Reproduce the line that contains "Which spot lies innermost in each instance of the grassy" and every line after it through the end of the records, exactly, with nothing added.

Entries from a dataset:
+ + + + +

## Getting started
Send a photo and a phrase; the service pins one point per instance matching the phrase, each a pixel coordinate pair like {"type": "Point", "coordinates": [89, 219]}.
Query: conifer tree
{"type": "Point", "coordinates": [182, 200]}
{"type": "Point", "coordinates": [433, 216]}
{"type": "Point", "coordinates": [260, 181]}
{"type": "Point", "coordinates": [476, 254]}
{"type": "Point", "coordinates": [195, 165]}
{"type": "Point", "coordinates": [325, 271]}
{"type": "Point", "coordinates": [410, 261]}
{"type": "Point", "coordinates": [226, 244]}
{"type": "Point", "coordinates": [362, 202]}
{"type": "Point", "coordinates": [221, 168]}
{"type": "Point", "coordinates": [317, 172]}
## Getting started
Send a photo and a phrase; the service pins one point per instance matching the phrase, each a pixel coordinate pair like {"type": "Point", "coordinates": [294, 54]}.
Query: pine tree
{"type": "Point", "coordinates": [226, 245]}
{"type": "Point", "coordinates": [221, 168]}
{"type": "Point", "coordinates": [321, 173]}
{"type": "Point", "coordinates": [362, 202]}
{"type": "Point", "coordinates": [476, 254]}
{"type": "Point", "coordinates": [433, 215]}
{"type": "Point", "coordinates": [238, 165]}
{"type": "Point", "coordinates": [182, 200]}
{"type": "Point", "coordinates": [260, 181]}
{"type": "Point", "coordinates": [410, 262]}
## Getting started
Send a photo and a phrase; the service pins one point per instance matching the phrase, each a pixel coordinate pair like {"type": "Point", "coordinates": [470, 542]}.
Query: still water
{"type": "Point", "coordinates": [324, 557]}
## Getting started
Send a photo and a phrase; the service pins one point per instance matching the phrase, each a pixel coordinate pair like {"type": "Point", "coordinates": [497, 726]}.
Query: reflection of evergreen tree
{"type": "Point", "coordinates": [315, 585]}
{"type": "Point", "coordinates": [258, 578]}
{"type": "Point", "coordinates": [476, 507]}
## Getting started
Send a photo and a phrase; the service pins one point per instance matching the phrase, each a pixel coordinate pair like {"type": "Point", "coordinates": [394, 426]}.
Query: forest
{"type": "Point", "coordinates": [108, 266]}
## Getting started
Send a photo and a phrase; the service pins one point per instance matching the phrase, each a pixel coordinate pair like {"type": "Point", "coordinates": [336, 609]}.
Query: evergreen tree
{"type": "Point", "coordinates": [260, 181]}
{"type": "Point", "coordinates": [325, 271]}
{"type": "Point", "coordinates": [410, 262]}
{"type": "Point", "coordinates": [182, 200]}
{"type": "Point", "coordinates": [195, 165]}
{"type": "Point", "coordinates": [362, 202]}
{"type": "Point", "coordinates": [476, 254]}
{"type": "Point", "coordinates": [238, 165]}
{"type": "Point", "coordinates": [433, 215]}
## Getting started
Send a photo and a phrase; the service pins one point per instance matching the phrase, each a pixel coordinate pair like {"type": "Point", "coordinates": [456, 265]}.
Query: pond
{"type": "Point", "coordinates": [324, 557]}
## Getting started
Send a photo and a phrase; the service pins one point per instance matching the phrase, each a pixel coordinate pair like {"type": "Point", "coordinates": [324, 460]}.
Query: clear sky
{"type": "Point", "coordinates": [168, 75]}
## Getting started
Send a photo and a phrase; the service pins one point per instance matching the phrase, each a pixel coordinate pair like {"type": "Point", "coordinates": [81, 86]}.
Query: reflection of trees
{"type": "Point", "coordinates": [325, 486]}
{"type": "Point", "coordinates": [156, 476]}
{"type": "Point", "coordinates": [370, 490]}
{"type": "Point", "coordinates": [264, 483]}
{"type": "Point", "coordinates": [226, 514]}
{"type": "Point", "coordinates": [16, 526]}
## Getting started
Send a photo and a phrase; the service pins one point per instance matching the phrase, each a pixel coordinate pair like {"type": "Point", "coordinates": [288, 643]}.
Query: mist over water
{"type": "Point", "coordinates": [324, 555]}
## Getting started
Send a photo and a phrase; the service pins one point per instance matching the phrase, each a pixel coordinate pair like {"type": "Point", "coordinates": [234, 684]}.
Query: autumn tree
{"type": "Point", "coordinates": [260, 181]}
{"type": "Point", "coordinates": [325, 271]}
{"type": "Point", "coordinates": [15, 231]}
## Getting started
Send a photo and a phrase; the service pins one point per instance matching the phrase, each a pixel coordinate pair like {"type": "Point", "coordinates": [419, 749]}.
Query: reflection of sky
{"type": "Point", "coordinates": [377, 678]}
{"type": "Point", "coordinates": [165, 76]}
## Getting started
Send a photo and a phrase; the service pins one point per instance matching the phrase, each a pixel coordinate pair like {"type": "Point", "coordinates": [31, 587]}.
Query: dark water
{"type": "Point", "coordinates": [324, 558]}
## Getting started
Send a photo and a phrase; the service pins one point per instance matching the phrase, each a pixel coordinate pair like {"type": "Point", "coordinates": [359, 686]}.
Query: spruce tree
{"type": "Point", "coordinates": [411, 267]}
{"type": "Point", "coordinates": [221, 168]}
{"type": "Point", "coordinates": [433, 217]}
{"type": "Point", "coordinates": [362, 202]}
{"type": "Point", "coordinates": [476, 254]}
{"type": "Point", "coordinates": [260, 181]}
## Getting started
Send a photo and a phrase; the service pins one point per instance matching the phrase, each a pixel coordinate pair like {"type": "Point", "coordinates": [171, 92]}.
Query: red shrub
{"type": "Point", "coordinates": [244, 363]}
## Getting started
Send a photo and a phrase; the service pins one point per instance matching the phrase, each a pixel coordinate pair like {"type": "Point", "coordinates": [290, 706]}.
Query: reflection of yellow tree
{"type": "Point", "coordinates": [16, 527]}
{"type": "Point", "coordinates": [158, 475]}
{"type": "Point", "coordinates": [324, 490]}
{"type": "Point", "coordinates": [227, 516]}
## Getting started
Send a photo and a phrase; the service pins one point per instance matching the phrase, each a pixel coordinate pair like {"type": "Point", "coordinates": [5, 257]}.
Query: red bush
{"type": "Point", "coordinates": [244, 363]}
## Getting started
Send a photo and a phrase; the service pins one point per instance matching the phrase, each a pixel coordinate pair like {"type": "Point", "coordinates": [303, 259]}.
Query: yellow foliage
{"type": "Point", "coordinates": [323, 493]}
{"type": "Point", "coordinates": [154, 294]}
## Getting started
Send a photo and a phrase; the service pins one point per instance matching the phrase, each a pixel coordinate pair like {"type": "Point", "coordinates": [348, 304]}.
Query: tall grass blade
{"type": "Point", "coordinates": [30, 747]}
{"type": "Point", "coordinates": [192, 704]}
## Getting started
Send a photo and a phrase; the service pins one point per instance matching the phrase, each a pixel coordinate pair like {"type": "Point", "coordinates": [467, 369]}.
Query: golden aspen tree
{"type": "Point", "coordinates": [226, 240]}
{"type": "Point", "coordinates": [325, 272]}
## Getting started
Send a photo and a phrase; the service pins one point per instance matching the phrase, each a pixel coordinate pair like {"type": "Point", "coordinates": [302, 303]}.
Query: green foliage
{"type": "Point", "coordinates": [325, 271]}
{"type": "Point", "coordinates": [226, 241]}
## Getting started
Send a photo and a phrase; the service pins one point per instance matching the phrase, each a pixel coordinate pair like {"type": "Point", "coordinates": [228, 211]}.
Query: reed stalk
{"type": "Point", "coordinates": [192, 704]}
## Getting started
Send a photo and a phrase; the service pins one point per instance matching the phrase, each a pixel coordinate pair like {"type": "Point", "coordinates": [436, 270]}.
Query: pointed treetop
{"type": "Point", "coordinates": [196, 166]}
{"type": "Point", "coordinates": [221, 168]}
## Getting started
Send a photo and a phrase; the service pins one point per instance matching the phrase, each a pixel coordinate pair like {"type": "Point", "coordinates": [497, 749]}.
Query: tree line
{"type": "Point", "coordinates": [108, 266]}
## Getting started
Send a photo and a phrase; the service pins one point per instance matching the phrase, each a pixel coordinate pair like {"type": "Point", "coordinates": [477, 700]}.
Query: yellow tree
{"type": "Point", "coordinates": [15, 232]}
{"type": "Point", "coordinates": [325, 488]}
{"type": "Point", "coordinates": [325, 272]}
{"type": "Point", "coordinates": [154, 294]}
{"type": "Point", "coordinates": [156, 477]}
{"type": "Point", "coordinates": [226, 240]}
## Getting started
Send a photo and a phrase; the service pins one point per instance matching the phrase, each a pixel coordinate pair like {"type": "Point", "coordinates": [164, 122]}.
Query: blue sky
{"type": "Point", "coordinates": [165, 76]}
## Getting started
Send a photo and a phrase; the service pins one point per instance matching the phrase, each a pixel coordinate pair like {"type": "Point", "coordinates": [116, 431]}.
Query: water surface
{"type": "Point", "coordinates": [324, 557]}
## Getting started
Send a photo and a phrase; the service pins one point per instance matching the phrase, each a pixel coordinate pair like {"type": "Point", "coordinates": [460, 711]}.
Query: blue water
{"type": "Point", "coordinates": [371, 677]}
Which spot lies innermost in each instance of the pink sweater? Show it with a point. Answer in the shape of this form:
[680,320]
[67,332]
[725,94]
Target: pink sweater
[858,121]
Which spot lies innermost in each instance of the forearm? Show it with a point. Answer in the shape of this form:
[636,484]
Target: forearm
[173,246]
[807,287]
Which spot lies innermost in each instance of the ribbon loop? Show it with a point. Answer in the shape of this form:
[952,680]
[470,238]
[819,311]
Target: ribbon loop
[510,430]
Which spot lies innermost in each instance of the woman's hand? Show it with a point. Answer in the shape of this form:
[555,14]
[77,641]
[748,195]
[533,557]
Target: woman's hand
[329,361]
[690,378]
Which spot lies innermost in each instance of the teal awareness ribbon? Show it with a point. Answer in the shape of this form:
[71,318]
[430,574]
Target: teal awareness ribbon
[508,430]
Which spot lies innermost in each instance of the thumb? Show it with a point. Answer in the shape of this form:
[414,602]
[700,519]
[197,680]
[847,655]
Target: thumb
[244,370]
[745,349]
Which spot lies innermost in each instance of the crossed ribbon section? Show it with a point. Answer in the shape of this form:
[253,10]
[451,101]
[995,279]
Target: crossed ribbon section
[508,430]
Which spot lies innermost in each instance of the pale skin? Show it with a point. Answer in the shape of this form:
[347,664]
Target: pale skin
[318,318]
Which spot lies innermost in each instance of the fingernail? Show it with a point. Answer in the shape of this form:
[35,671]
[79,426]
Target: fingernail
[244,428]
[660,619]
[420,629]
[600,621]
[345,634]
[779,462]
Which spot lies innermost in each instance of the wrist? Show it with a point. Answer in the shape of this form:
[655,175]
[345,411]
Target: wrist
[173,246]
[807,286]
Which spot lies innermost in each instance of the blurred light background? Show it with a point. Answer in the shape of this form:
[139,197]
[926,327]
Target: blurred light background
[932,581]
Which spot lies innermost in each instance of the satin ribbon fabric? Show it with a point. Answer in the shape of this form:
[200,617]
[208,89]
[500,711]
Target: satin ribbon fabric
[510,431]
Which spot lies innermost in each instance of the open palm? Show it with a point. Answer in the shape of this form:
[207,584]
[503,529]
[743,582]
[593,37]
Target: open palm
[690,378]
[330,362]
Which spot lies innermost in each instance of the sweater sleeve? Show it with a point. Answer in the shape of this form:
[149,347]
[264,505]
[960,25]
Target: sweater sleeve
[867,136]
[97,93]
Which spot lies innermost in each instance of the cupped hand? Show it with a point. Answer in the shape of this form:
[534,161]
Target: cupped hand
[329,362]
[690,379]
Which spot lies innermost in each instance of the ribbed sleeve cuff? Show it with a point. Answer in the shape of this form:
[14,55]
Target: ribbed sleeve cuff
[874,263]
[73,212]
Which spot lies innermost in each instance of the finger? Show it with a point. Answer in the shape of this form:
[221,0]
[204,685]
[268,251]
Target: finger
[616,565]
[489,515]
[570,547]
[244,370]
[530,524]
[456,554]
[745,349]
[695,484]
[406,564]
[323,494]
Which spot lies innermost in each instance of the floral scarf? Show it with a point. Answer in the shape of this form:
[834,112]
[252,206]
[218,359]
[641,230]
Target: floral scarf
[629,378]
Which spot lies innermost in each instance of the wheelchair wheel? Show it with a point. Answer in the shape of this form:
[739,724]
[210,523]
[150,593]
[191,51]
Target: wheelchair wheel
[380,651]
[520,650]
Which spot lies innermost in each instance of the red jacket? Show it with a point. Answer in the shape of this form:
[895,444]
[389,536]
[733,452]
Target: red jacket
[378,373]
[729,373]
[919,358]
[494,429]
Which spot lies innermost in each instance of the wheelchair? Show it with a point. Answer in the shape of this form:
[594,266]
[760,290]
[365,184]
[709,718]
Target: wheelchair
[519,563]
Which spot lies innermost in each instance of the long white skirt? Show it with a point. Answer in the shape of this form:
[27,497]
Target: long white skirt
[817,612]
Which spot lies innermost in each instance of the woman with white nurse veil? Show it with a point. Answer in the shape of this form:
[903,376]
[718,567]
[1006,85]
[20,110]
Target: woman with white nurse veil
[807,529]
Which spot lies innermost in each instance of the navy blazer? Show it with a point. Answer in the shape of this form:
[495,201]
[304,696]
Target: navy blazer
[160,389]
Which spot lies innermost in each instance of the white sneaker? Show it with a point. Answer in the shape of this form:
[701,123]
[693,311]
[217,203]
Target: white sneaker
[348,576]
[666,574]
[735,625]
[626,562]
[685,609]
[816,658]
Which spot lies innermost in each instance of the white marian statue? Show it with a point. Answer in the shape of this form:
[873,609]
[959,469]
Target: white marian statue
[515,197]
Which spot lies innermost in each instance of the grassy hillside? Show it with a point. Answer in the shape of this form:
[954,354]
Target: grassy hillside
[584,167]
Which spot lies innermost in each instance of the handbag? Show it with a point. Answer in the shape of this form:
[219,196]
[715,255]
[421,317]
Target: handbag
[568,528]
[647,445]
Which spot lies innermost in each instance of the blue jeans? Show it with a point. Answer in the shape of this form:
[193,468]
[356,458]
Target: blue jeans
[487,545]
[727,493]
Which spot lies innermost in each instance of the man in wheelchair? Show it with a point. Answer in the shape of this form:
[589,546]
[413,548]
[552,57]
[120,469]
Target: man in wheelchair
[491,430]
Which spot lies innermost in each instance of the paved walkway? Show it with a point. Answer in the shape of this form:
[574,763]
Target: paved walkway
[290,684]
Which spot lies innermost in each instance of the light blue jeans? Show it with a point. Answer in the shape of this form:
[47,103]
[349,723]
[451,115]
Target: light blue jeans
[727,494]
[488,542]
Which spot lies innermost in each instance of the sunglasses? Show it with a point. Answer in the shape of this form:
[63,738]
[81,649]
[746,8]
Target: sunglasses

+ + + + +

Task result:
Which spot lies innermost in each instance of the grassy hillside? Show it with a point. Answer in the shape of this form:
[954,354]
Target: grassy hillside
[584,167]
Which spot lies innermost in each instance of the handbag? Show it with a point. Answer in the shape of this form:
[219,196]
[715,255]
[421,317]
Target: handbag
[568,528]
[647,445]
Which spot lies innermost in each instance of the blue jeans? Show it with a point. Answer in the shape of this form:
[193,468]
[356,458]
Target: blue jeans
[487,545]
[727,493]
Which spot lies innermost in each instance of the man in wheelchair? Show it with a point. Answer in the shape of this form:
[589,546]
[413,548]
[552,57]
[120,469]
Target: man in wheelchair
[491,430]
Which spot lies innermost in each instance of the paved walkway? Show it with a point. Answer in the shape of this form:
[574,763]
Target: paved walkway
[290,684]
Which spot lies innermost in each instance of the light blue jeans? Show it with a point. Answer in the shape of this form:
[47,103]
[349,723]
[451,115]
Target: light blue jeans
[727,494]
[488,542]
Which spot lies innermost in each instance of the sunglasses? Show it with a point. Answer in the shape of this form:
[63,738]
[81,649]
[746,8]
Target: sunglasses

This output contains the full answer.